* [RECORDS TO PROCESS]
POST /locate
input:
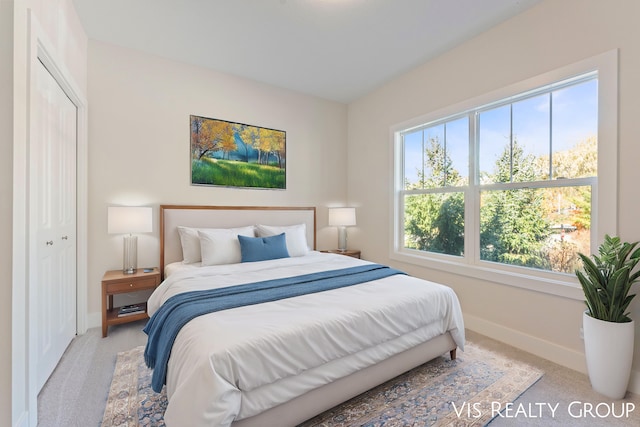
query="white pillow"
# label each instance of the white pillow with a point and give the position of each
(190, 244)
(221, 246)
(295, 235)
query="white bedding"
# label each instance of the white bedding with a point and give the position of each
(175, 267)
(236, 363)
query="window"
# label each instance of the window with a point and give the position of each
(507, 184)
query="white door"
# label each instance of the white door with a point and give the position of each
(52, 172)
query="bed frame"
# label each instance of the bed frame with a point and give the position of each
(325, 397)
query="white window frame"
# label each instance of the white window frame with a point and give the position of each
(604, 196)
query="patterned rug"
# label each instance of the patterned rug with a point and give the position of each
(443, 392)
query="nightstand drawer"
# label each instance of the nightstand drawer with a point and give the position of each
(131, 285)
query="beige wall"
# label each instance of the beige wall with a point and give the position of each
(548, 36)
(6, 195)
(139, 107)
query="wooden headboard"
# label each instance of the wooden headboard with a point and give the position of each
(172, 216)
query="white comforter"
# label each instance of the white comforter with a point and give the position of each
(237, 363)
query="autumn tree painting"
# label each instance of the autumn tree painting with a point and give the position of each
(236, 155)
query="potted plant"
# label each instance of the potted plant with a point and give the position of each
(606, 280)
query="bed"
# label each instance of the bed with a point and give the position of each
(280, 362)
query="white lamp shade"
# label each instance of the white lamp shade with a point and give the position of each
(342, 217)
(129, 219)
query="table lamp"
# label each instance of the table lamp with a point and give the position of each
(342, 218)
(128, 220)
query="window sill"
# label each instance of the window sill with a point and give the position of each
(558, 284)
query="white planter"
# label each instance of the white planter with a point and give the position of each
(608, 347)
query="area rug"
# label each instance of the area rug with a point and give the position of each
(467, 391)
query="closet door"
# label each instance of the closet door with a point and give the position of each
(52, 223)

* [GOAL]
Copy each line above precisely, dropping the pictures.

* [FINAL RESULT]
POST /locate
input:
query="white pillow"
# label each instance of the white pillow with a point and give the position of each
(190, 244)
(221, 246)
(295, 235)
query="white bedding"
# label each instance of the white bedding with a point and give the position of each
(175, 267)
(236, 363)
query="window"
# label each instance of the window with a point and give the position of each
(507, 184)
query="white door"
# label each instance of the white door with a point and give the position of each
(52, 172)
query="bed frame"
# label each instance of the bed frame with a point and give the position of each
(325, 397)
query="white window frame"
# label each instance of the white window frame with a point and give the position of each
(604, 196)
query="patterned rug"
# label each instance of the patterned rug with a point and give the position of each
(443, 392)
query="nightstand drawer"
# label each instance of the nightstand drawer with a point and give the position of each
(131, 285)
query="beige wall"
# label each instance of the beige wall with a point and give the position of each
(548, 36)
(6, 195)
(139, 107)
query="wooden headboard"
# label each instance of the wooden headboard with a point and give the position of each
(172, 216)
query="white comforter"
# label each instance of the white comforter with a point and give the position of each
(237, 363)
query="autumn tree painting"
# label each instance of the autumn tree painting with a point and give the position of each
(236, 155)
query="potted plant"
# label each instance of the potted plant with a point and give the position of each
(606, 280)
query="bed"
# label each instance of the bed with a point and give the position of each
(280, 362)
query="white lamp shade"
# label each instance of the white lamp shade with a point and give the position of each
(342, 217)
(129, 219)
query="table lamp"
# label each instance of the table lamp with a point and give the position of each
(342, 218)
(128, 220)
query="window sill"
# label each instance of the window sill with a point and give the position of each
(558, 284)
query="white planter"
# label each instance of the white planter with a point and give the position of each
(608, 347)
query="area rug"
# label each instance of the area rug with a point and give the position of each
(467, 391)
query="closet door"
# label each instance of the closet door with a point and give the position of each
(52, 223)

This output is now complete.